------ ITEMS
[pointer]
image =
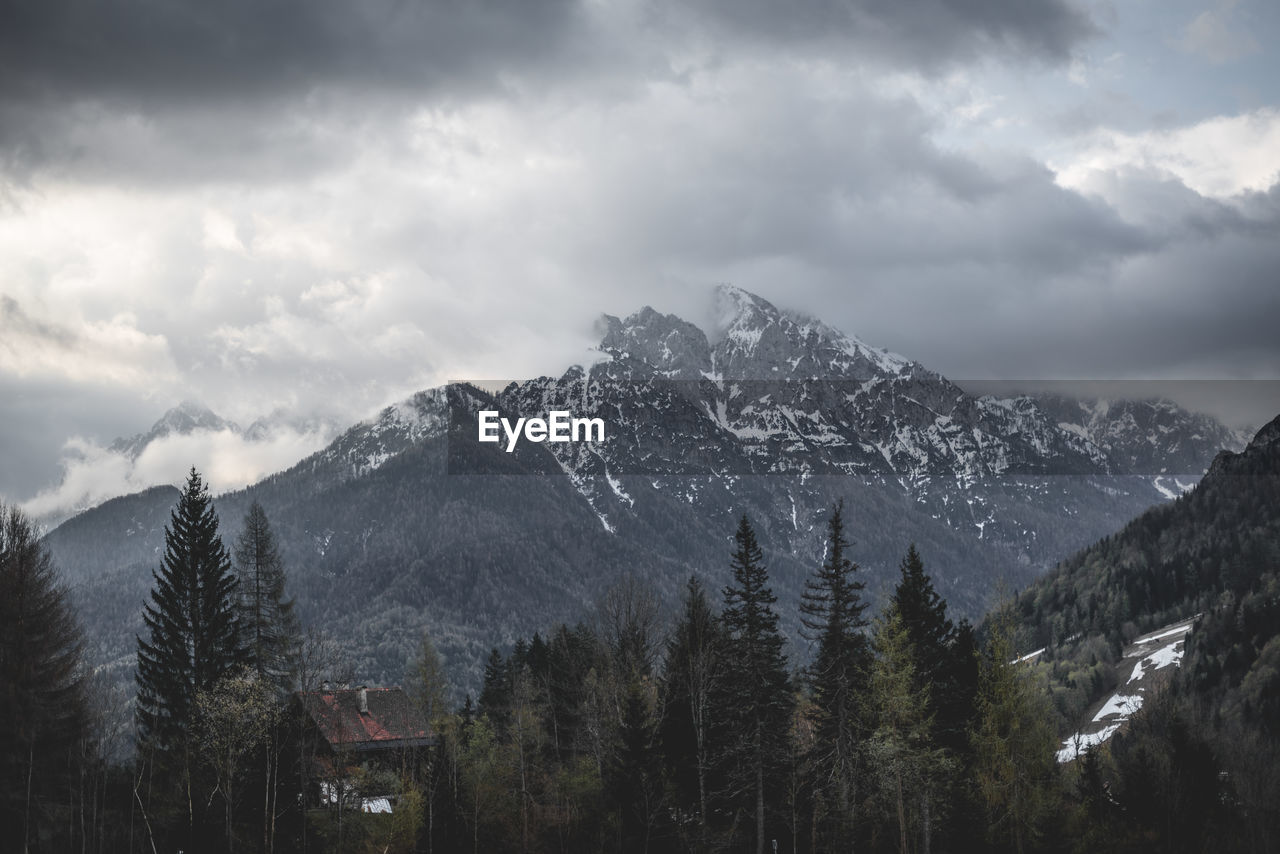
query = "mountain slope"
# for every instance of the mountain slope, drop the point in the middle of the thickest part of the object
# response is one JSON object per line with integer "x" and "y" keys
------------
**TASK TO COMPLETE**.
Rewrite the data above, changing every occurrence of "mountain slope" to "hillside" and leaving everything else unchanged. Omit the pictures from your answer.

**TASK OUTPUT**.
[pointer]
image =
query = "hillside"
# for every instance of the hillside, drop the point in the middle of the thickest part of the object
# response is one JSON object per line with integer "x" and "y" keys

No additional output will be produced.